_EXERCISE AIM_. Return each line in the records below that includes "glass".

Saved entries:
______________________________
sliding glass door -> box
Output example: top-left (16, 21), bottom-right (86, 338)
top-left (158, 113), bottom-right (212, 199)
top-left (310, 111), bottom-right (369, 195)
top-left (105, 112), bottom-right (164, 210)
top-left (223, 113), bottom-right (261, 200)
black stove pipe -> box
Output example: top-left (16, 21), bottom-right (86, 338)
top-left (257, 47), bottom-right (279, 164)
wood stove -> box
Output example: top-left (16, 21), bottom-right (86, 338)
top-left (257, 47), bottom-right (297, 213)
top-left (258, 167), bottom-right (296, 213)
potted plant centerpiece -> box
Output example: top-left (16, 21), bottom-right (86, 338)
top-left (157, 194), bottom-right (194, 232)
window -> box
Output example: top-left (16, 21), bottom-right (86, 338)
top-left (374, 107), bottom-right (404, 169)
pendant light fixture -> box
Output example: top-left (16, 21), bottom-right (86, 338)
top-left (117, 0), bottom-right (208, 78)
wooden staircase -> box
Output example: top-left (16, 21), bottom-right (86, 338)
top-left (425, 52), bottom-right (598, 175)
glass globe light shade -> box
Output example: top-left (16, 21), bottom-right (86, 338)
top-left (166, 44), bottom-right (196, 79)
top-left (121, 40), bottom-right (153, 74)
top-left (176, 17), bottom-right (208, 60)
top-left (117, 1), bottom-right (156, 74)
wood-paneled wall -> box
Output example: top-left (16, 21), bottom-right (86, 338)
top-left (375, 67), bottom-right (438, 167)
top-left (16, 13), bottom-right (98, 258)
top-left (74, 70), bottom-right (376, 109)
______________________________
_TASK OUTPUT_.
sliding glass door -> box
glass globe light shade -> box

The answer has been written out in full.